_EXTRAIT RETENU_:
En réalité, ces deux thèses se recouvrent partiellement. Plus exactement, elles ne se recouvrent que pour ce qui est d’énoncer la nécessité de partir du « il y a », contre la philosophie « négative », héritière résolue de la dialectique hégelienne sur ce point. Mais il est clair que ces deux thèses ne concernent pas d’emblée les mêmes modes du « il y a ». En sorte que nous pourrons dire que l’approche discutée ici procède à l’indistinction de ces modes et au rabattement de ces thèses l’une sur l’autre ; à l’inverse, on peut penser une approche maintenant un écart entre ces deux thèses, et donc entre ces deux modes du « il y a ». Dans cette autre perspective, l’effectivité résultant des développements socio-économiques et l’espace d’une construction affirmative ne se recouvrent pas. Un tel espace doit être dégagé de l’effectivité ; nous allons voir comment.
Communication versus interaction
On peut donc à présent se risquer à avancer que, bien qu’il ne revienne plus aujourd’hui au capital d’organiser la production, et bien que son rôle semble se limiter à la capture d’une activité immédiatement coordonnée, dans la perspective de sa valorisation, il est ambigu de le qualifier de « parasitaire ». Comme nous l’avons dit en effet, le capital ne se contente pas de déterminer l’espace abstrait de la valorisation (qui se confond avec l’espace planétaire différencié en pôles sur-développés et zones non-garanties au sein de chaque « région » du monde) ; l’orientation des subjectivités elles-mêmes prend sa source au sein d’une économie où toutes les sphères de l’existence (c’est-à-dire outre le travail, le sport, la culture, les loisirs…) sont devenues productives. Ainsi l’exploitation se porte bien au niveau des sujets eux-mêmes, de ce qui, en eux, doit se faire acquiescement global aux modes d’existence et de pensée garants de sa perpétuation.
Dans ces conditions, revenant à la question initiale, il nous faut demander comment un sujet politique, conforme à l’esquisse provisoire qui en a été tracée plus haut, pourrait déconnecter cette subjectivité produite comme condition parmi d’autres de la reproduction du capitalisme-monde. D’un tel sujet, on peut détecter une trace dans diverses pratiques dont le dénominateur commun pourrait à juste titre être nommé « refus de la communication ». De cette attitude, qui revêt le plus souvent la forme d’un détournement de la scène médiatique dominante et de ses mots d’ordre, on ne peut donner que des exemples singuliers. C’est elle, en particulier, qui transparaît dans l’animosité rencontrée par les équipes de médias nationaux dans certaines cités de banlieue ; on peut également en déceler la trace dans le mutisme des acteurs des luttes de mars 94 contre le CIP, qui s’organisaient, comme en pointillés, de l’intérieur de chaque manifestation et dans le refus des voies traditionnelles (médiatico-syndicales) de la communication ; jusqu’à la récente grève de décembre 95 qui, se défaisant sans cesse des oripeaux dont on l’affublait sur la scène médiatique (où on parla d’abord d’un mouvement corporatiste faisant fi d’un mécontentement des « usagers » dont la rue n’offrait nul spectacle), ne cessait de se recomposer sur sa propre scène -que ce soit en ouvrant inopinément la question du sens démocratique que peut revêtir l’idée de service public, ou en constituant dans la ville de nouvelles formes de socialisation, au-delà des partages entre fonctionnaires et travailleurs du privé, grévistes et usagers, travailleurs et chômeurs, partages dont s’est révélé le caractère de survivance idéologique ne recouvrant plus la réalité affirmée dans la rue.

Données d'annotation pour la localisation d'objets:
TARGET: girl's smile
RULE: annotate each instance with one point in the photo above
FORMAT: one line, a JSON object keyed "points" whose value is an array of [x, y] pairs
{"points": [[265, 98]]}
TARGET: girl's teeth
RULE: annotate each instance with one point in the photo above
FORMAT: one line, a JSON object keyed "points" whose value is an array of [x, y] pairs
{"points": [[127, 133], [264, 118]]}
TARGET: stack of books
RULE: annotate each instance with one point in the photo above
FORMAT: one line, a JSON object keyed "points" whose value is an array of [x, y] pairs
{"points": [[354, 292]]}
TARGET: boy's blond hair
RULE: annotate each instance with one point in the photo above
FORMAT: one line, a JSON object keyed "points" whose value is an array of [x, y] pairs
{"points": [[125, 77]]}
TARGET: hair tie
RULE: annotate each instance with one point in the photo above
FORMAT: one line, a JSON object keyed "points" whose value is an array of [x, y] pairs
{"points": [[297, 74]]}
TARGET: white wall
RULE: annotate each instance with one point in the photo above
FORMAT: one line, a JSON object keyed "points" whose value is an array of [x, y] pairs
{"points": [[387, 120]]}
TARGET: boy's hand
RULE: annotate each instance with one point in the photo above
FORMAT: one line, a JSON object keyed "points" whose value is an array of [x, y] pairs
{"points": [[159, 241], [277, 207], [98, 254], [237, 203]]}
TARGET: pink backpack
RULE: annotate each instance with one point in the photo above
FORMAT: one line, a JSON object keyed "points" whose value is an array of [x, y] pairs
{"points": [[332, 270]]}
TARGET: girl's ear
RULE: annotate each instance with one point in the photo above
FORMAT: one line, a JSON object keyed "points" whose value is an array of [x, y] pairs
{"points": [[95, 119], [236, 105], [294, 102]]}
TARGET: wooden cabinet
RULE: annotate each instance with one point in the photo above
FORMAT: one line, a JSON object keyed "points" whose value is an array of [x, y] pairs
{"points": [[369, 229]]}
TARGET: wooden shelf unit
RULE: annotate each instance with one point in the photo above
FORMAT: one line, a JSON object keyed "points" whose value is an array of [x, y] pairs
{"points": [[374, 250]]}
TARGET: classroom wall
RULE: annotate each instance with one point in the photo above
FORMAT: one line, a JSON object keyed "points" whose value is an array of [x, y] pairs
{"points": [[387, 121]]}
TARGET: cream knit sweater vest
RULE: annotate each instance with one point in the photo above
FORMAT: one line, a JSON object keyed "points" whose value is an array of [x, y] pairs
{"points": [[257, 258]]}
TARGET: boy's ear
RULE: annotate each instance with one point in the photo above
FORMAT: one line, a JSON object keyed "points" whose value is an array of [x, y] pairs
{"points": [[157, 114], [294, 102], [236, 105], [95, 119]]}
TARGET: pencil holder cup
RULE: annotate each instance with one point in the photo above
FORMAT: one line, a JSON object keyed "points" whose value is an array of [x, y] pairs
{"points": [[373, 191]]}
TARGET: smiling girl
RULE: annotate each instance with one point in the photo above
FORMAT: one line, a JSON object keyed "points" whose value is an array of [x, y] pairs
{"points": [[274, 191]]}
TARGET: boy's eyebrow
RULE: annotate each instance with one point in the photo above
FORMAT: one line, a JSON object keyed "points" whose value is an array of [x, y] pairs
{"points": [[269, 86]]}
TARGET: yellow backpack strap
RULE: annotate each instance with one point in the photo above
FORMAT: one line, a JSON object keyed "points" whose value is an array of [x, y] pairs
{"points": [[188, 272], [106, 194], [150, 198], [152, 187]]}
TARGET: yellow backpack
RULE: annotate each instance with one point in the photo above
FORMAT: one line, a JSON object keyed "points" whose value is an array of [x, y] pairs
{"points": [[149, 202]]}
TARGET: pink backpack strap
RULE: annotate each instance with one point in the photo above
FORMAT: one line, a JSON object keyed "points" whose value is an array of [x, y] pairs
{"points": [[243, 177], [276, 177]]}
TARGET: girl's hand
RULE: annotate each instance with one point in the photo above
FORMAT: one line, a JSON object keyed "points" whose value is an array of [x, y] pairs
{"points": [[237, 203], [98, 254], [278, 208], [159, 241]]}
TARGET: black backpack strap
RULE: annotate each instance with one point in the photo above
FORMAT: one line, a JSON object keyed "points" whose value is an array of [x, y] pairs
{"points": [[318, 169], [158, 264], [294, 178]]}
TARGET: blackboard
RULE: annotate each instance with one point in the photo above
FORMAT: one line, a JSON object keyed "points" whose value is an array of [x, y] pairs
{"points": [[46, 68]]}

_CONSIGNE_:
Prolongez l'extrait sur le capital et le refus de la communication au-delà de sa dernière phrase. Les enregistrements forment un matériau à part, indépendant de l'extrait.

_RÉSULTAT_:
Au-delà de l’objection qui consiste à voir dans ces mouvements une « réappropriation » de la communication et non un refus, il faut essayer d’examiner la nature de ces attitudes qui trouent l’espace capitaliste, c’est-à-dire aussi la nature de la communication dont le refus est en question ; et par là même celle du rapport entre l’espace capitaliste et ce qui le troue, dans la mesure où un tel rapport ne peut pas être compris comme une négation, un renversement ou une inversion du mouvement de reproduction du capital. Or, le capital investit aujourd’hui, outre l’aptitude des réseaux eux-mêmes en tant que connectés à produire de la valeur, une aptitude des sujets à la communication. Mais il suppose également une façon de s’inscrire sur ces réseaux, de respecter une modalité pré-établie de communication à l’intérieur de laquelle seulement la puissance d’invention des individus peut être mobilisée, modalité qui est de l’ordre de la transmission d’informations, de l’échange, de la transaction. On peut supposer – et ce sera là la thèse ici défendue – que cette modalité de la communication est seulement dérivée, et n’épuise pas l’essence de la communication.
Pour proposer un concept renouvelé de la communication, on peut s’appuyer sur la thèse de Simondon (2) selon laquelle la communication n’est pas un échange d’informations entre individus, mais un opérateur du procès d’individuation de tout être individué qu’il soit physique, vivant ou doté d’un psychisme. Car l’être selon Simondon se dit, avant toute individuation, comme préindividuel. Il est une situation ni à l’état d’équilibre stable ni à l’état de déséquilibre, mais à celui d’équilibre métastable, de tension entre des ordres de grandeur incompatibles. Or, la communication est précisément l’opération par laquelle un ensemble s’individue en produisant une relation de compatibilité entre des sous-ensembles auparavant incompatibles. Mais l’individu constitué n’est qu’un résultat partiel de l’opération d’individuation ; celle-ci, outre le milieu avec lequel elle met l’individu en rapport, laisse toujours un reste de potentiel non-actualisé au sein même de l’individu.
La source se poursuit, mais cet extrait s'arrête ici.